Items from a dataset
+===+

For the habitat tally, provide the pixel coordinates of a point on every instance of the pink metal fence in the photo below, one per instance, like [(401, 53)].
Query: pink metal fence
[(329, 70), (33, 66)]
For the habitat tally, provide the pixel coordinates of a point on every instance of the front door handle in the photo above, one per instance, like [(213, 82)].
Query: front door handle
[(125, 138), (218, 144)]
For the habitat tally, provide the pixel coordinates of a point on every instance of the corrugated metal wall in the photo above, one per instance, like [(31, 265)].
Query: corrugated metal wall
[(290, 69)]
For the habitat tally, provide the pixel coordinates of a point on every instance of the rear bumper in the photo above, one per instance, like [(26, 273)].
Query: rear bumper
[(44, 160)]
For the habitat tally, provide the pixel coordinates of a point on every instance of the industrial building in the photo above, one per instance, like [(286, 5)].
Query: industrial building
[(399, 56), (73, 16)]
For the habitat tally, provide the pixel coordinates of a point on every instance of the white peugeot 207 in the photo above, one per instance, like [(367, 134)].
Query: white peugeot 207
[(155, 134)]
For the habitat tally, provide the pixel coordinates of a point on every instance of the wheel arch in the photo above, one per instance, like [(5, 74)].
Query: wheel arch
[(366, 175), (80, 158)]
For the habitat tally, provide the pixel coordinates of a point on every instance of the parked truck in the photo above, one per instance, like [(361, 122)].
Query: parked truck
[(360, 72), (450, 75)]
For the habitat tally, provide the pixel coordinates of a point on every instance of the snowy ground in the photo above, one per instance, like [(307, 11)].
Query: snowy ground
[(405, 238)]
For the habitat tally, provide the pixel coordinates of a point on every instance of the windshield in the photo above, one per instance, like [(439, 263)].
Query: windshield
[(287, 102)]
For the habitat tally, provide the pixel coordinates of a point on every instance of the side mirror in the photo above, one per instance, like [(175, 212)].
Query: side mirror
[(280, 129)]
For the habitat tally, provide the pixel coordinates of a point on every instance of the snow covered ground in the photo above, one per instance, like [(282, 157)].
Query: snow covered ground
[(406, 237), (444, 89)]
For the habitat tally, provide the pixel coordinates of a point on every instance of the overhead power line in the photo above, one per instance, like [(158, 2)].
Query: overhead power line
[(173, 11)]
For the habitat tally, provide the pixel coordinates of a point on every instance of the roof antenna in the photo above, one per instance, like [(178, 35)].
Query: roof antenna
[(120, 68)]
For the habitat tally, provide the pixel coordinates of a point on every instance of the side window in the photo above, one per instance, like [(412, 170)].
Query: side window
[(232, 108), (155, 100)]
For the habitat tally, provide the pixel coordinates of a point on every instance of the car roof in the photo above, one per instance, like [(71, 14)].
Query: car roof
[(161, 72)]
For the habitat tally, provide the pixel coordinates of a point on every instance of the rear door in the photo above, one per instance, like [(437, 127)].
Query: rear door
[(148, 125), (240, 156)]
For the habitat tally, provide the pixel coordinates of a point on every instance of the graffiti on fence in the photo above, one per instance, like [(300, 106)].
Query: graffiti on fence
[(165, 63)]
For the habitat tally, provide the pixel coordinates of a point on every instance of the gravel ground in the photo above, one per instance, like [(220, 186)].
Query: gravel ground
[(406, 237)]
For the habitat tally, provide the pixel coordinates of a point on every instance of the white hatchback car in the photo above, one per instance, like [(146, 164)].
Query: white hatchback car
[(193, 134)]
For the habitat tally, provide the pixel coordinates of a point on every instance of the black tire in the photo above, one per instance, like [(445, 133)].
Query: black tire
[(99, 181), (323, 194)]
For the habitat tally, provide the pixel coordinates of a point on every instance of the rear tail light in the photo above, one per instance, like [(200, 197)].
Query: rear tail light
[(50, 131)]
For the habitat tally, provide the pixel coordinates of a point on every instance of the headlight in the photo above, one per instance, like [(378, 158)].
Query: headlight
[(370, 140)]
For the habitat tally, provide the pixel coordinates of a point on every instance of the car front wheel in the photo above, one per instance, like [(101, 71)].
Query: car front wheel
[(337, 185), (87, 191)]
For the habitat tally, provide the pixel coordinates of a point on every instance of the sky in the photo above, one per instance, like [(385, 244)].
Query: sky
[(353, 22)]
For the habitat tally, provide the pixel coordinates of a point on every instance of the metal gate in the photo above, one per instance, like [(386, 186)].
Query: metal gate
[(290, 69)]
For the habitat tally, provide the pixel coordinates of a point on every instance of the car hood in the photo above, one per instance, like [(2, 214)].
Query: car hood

+===+

• **What is required**
An exact reproduction of the data is required. Leave nothing out.

• **The completed task**
For the habitat tally, provide the pixel coordinates of a point on every instance of the pink metal fence in the photo below, one per instance, like [(401, 53)].
Query: pink metal fence
[(329, 70), (33, 66)]
For the habitat tally, provide the pixel coordinates of a point on every instance of the front door handle in the photo above, one per instance, like [(213, 82)].
Query: front door handle
[(125, 138), (218, 144)]
For the habitat tally, provide the pixel coordinates of a point on every instance of the corrugated metal wall in the photo above, one per instance, like [(31, 265)].
Query: corrugated metal wall
[(290, 69)]
For the habitat tally, provide the pixel coordinates of a point on every instance of the rear bumper in the photo above, one per instance, like [(26, 273)].
Query: rear bumper
[(44, 160)]
For the habitat tally, provide the pixel coordinates of a point on every instance of the industrial building in the photo above, one per instance, like [(286, 5)].
Query: industrial building
[(399, 56), (73, 16)]
For the habitat tally, provide the pixel coordinates of a point on every instance of the white peugeot 207 in the photo above, one per instance, like [(367, 134)].
Query: white peugeot 207
[(155, 134)]
For the habitat tally, provide the pixel coordinates of a point on every instance of the wheel arch in the photo above, one per instance, like [(5, 74)].
Query: wheel arch
[(366, 175), (80, 158)]
For the habitat tally, provide the pixel coordinates of a point on every instance of the parked truck in the photo above, one per instance, like [(361, 122)].
Query: parked truck
[(360, 72), (450, 75)]
For the habitat tally, provide the pixel coordinates of a point on every instance of the snowy ground in the photo above, one per instance, like [(307, 11)].
Query: snowy ground
[(405, 238)]
For the habitat tally, provide the pixel coordinates of a point on every instance of the windshield in the photo above, one per instance, like [(439, 263)].
Query: windshield
[(287, 102)]
For the habitat tally, provide the pixel coordinates of a point on every instance of the side mirror in the photo above, one per instance, like [(175, 212)].
Query: side mirror
[(280, 129)]
For the habitat tally, provide the pixel coordinates of a point on every instance of the snow covered ground in the photo above, one per instance, like [(282, 157)].
Query: snow covered ground
[(406, 237), (444, 89)]
For the habitat tally, provide the pixel coordinates of a point on every instance of the overhead power line in the photo above, one per instance, like [(158, 2)].
Query: overhead power line
[(173, 11)]
For the habitat tally, provide the pixel coordinates of a point on every instance of the roof antenna in the photo above, one per instance, like [(178, 35)].
Query: roof antenna
[(120, 68)]
For the habitat tally, provide the pixel coordinates of a point on every instance of the side window in the photo above, one per instance, like [(412, 170)].
Query: side window
[(232, 108), (155, 100)]
For the habitat tally, provide the pixel coordinates of a point on every instance of the car roof in the photo above, one per instance, like [(71, 14)].
Query: car roof
[(161, 72)]
For the habitat tally, provide the pixel coordinates of a point on every instance of the rear door in the photo above, one per instance, like [(437, 127)].
Query: rear door
[(148, 125), (240, 156)]
For the habitat tally, provide the pixel coordinates of a point on every instance of the graffiti on fence in the photo above, one per instance, like [(300, 106)].
Query: graffiti on fence
[(165, 63)]
For the habitat tally, provide the pixel coordinates of a point on every instance of the gravel ground in the photo above, one per instance, like [(220, 186)].
Query: gravel ground
[(406, 237)]
For the habitat tally, provide the pixel coordinates of a point on every instance of the white hatchback car in the photo above, one per instance, like [(146, 164)].
Query: white hatchback car
[(193, 134)]
For the habitat tally, provide the pixel coordinates of a point on every instance of the black tire in the photo above, one per instance, like [(445, 133)].
Query: black tire
[(99, 181), (323, 194)]
For the habitat tally, provide the pixel coordinates of a point on every instance of the rear tail light in the photo above, one per instance, like [(200, 197)].
Query: rear tail light
[(50, 131)]
For the habitat tally, provide the pixel coordinates of a point on every instance of the headlight in the photo above, one per instance, like [(378, 158)].
Query: headlight
[(370, 140)]
For the habitat tally, provide the pixel coordinates of a point on every instance of the car front wheel in the photo above, one per instance, like [(101, 71)].
Query: car front wheel
[(337, 185), (87, 191)]
For the habitat tally, provide the pixel coordinates of a point on every instance of the sky in the photo above, one per instance, like [(385, 244)].
Query: sky
[(353, 22)]
For the habitat tally, provide the pixel coordinates of a point on every instance of the metal gate in the photo above, one per instance, like [(386, 186)].
Query: metal gate
[(290, 69)]
For the habitat tally, provide the pixel coordinates of a point on every instance of the car hood in the photo above, one per instance, like [(2, 214)].
Query: car hood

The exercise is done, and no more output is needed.